■ **Assignment**:
Each record should reappear exactly in your answer, minus any picture.

- - - -

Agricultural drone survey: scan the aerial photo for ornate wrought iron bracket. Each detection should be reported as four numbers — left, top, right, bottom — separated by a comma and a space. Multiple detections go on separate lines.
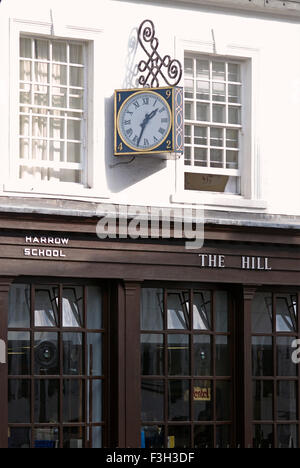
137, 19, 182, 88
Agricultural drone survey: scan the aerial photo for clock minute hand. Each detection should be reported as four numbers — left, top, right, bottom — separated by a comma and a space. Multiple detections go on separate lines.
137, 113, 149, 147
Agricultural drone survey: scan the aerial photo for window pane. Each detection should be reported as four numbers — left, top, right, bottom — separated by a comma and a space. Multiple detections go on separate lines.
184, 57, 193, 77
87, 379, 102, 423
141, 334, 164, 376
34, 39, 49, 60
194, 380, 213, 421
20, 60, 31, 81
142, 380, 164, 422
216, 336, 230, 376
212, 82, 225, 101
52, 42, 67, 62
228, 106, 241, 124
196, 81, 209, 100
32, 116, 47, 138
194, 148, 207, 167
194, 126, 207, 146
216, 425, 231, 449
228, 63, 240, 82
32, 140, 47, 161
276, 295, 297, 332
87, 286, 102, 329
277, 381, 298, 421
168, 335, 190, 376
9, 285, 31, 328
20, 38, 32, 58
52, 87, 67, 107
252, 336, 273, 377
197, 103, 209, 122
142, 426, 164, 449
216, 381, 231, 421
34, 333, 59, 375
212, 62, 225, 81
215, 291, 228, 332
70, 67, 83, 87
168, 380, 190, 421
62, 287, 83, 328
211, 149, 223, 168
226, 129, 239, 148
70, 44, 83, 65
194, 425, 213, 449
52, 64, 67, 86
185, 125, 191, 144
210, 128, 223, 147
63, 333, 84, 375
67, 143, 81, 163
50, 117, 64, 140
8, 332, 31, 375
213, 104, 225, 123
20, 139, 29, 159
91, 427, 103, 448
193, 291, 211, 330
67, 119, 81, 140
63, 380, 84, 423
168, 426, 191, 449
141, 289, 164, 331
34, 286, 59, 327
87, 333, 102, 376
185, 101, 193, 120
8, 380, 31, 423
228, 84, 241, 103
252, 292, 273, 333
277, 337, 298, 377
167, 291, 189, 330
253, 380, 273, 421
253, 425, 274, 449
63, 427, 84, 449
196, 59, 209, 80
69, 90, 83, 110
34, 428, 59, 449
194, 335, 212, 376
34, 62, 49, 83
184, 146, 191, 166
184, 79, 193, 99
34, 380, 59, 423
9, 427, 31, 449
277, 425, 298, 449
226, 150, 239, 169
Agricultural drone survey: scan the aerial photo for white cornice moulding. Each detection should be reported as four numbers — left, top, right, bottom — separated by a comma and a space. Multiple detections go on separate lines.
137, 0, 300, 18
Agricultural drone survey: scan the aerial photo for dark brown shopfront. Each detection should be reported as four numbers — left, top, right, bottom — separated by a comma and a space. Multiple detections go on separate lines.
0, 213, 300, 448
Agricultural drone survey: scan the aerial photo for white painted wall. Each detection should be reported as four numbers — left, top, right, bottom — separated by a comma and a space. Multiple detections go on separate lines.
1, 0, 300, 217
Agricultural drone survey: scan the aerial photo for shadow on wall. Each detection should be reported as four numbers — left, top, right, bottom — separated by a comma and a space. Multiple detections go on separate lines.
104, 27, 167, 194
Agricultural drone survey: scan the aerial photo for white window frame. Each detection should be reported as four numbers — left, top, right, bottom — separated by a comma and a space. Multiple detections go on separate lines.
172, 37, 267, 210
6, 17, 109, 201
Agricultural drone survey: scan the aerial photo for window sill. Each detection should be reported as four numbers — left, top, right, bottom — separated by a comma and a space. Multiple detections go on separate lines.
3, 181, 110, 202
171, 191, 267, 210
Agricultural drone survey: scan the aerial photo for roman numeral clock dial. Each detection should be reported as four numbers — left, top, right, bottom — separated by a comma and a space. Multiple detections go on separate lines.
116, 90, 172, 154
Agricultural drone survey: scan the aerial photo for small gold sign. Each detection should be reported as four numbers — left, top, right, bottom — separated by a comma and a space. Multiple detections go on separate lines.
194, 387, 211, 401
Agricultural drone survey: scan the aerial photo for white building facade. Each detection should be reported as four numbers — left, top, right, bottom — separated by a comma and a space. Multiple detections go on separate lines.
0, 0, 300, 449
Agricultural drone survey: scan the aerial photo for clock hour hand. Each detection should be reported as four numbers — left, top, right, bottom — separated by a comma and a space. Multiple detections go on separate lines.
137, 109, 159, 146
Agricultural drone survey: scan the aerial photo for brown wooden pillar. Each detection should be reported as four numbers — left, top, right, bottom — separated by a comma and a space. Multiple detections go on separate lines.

- - - -

■ **Task output**:
Agricultural drone survey: scan the aerial photo for ornate wrought iron bracket. Each detection should be reported as four numbers — left, top, right, bottom — separated by a comma and a space. Multiple detections go on separate lines.
137, 19, 182, 88
Agricultural drone survey: scan the aerial photo for clock minute hand. Each detection should be reported as four numbers — left, top, right, bottom — separated by a comma and a space. Multiple detections go on separate lines.
137, 113, 149, 147
Agricultural drone survey: scan the aerial photo for window pane. Each detection should be reported as four numbers — left, top, right, bottom — separated by a comma and a space. Multiple detections go on separate lines.
184, 57, 193, 77
87, 379, 102, 423
141, 334, 164, 376
34, 39, 49, 60
194, 380, 213, 421
20, 60, 31, 81
142, 380, 164, 422
216, 336, 230, 376
212, 82, 225, 101
52, 42, 67, 62
228, 106, 241, 124
196, 81, 209, 100
32, 116, 47, 138
194, 148, 207, 167
194, 126, 207, 146
216, 425, 231, 449
228, 63, 240, 82
32, 140, 47, 161
276, 295, 297, 332
87, 286, 102, 329
277, 381, 298, 421
168, 335, 190, 376
9, 285, 31, 328
20, 38, 32, 58
52, 87, 67, 107
252, 336, 273, 377
197, 103, 209, 122
142, 426, 164, 449
216, 381, 231, 421
34, 333, 59, 375
212, 62, 225, 81
215, 291, 228, 332
70, 67, 83, 87
168, 380, 190, 421
62, 287, 83, 328
211, 149, 223, 168
226, 129, 239, 148
70, 44, 83, 65
194, 425, 213, 449
52, 64, 67, 86
185, 125, 191, 144
210, 128, 223, 147
63, 333, 84, 375
67, 143, 81, 163
50, 117, 64, 140
8, 332, 31, 375
213, 104, 225, 123
20, 139, 29, 159
91, 427, 103, 448
193, 291, 211, 330
67, 119, 81, 140
63, 380, 84, 423
168, 426, 191, 449
141, 289, 164, 331
34, 286, 59, 327
87, 333, 102, 376
185, 101, 193, 120
8, 380, 31, 423
228, 84, 241, 103
252, 292, 273, 333
277, 337, 298, 377
167, 291, 189, 330
253, 380, 273, 421
253, 425, 274, 449
63, 427, 84, 449
196, 59, 209, 80
69, 90, 83, 110
34, 428, 59, 449
194, 335, 212, 376
34, 62, 49, 83
184, 146, 191, 166
184, 79, 193, 99
34, 380, 59, 423
9, 427, 31, 449
277, 425, 298, 449
226, 150, 239, 169
Agricultural drone survey: scan the aerial photo for white cornice moulding. Each detection should be reported as four numbers — left, top, right, bottom — separated by a comma and a space. Multiple detections go on separate lines.
137, 0, 300, 18
Agricultural drone survey: scan the aerial photo for dark brown shopfront. Each detection should be reported as four numbers — left, top, right, bottom — separated by a comma and a space. Multiple detections go on separate lines.
0, 213, 300, 448
Agricultural drone survey: scan the aerial photo for white painted wall. Each detection should be reported as four numbers — left, top, right, bottom — separated by a comma and a space. Multiple detections go on separate lines.
1, 0, 300, 217
Agricultural drone survey: scan the aerial photo for shadow on wall. Each detection should be reported as four numbers — left, top, right, bottom — separated by a comma and a space. Multiple detections go on separate lines.
104, 27, 167, 194
Agricultural drone survey: scan the aerial photo for white window frame. Each detection should be reported as four numbers — left, top, right, bottom — separated by a comma and a space. Multiple detections go on separate lines.
172, 37, 267, 210
6, 17, 109, 201
Agricultural drone survey: scan the aerial photo for window sill. Each detection should be reported as four numbers — left, top, right, bottom — separated by a comma and a space. Multiple detections go on separate lines.
3, 181, 110, 202
171, 191, 267, 210
Agricultural drone survey: scan the aerial photo for roman numeral clock dial. Each detection should be reported as four numbers — left, top, right, bottom — separated by a comma and a space. Multiple detections go on separate lines.
116, 90, 172, 154
Agricultural drone survey: scan the aerial photo for small gold sign. Each detection should be reported as four numbers — left, top, right, bottom — separated by a comma and a space. Multiple detections go on separate lines.
194, 387, 211, 401
Agricultural drone survey: scan the aerial photo for white building facade. Each detection should be reported as four numbers — left, top, right, bottom — separated by a comma and a space. Multiple detections go on separate lines.
0, 0, 300, 449
Agricultural drone survey: scan the aerial photo for clock hour hand. Each detection should be reported as four numbers — left, top, right, bottom — separated by a comma and a space. Multiple detections go on separate lines.
137, 109, 159, 146
Agricultural drone survey: scan the aerial photo for brown wooden pillar. Each detection should be reported as four numbers — left, top, right, bottom — separated by a comma and a space. Multiple detections go on separate lines.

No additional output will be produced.